* [Page excerpt]
[BEGIN]

His declaration of allegiance is heartfelt, but the emotions are mixed. Living in Clichy-sous-Bois, one of the country’s most deprived areas, in a dystopian setting of battered high-rises and low expectations, has not encouraged feelings of belonging for him.
Back in 2005, the suburb emerged as a symbol of the marginalisation experienced by immigrant youths in France, when two teenagers were electrocuted in an electricity substation after being wrongfully pursued by police, sparking massive riots in banlieues across the nation.
Locals say that, bar some new buildings, not much has changed since then. Unemployment stands at 40 percent. With no major roads and no rail link, the community remains cut-off from central Paris, which is only 10 miles away.
Not that Fertass goes there much anyway. He doesn’t feel comfortable, especially not since the Charlie Hebdo and Hyper Cacher killings in January.
“As Muslims, we’re seen in a negative light,” he says. “We feel judged. There’s a lack of trust.”
It’s a feeling that’s well-documented, this sense among France’s Muslims of being second-class citizens.
But, in the wake of Charlie Hebdo, which set off a passionate national debate on French identity and values, exemplified by the ‘Je suis Charlie’ slogan, many Muslims felt even more alienated from mainstream French society.
Now, the fresh horror of November’s massacre, which took 130 lives, has darkened the picture further for French Muslims.
In the 10 days that followed it, official sources reported 35 attacks, ranging from the stabbing of a woman wearing a hijab in Marseille to the painting of red crosses on a mosque in the Parisian suburb of Créteil.

[END]

* [What to do]
1. Reproduce the part of the Clichy-sous-Bois passage starting with "His declaration of" and going on through "across the nation.".
2. Decide whether each statement agrees with the Clichy-sous-Bois passage, and answer yes or no, quoting the words that settle it. (a) Unemployment in the suburb stands at 40 percent. (b) The community has a rail link to central Paris. (c) Official sources reported 35 attacks in the 10 days after November's massacre.
3. Condense the paragraph of the Clichy-sous-Bois passage that begins "Locals say that" into a short list that keeps its main facts.
The rows that follow have no connection to the Clichy-sous-Bois passage.

* [Material supplied]
[BEGIN]

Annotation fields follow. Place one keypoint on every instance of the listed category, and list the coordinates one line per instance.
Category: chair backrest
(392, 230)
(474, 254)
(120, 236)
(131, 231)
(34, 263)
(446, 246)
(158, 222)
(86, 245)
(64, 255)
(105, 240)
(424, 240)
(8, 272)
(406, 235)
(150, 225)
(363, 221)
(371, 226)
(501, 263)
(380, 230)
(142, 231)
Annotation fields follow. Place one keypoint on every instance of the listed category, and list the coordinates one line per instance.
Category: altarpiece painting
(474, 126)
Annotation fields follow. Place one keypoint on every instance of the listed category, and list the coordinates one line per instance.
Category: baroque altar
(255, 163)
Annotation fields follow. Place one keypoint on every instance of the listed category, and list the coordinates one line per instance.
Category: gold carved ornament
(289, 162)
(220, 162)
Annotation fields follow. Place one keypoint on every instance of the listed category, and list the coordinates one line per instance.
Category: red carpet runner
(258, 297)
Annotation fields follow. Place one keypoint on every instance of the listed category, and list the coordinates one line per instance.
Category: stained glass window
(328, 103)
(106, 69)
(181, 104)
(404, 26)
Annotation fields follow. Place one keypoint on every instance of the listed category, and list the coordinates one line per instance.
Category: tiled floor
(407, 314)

[END]

* [Answers]
1.
His declaration of allegiance is heartfelt, but the emotions are mixed. Living in Clichy-sous-Bois, one of the country’s most deprived areas, in a dystopian setting of battered high-rises and low expectations, has not encouraged feelings of belonging for him.
Back in 2005, the suburb emerged as a symbol of the marginalisation experienced by immigrant youths in France, when two teenagers were electrocuted in an electricity substation after being wrongfully pursued by police, sparking massive riots in banlieues across the nation.

2.
(a) Yes: "Unemployment stands at 40 percent."
(b) No: "With no major roads and no rail link, the community remains cut-off from central Paris"
(c) Yes: "In the 10 days that followed it, official sources reported 35 attacks"

3.
- Locals say that little has changed since 2005 apart from some new buildings.
- Unemployment is 40 percent.
- With no major roads and no rail link, the community is cut off from central Paris, only 10 miles away.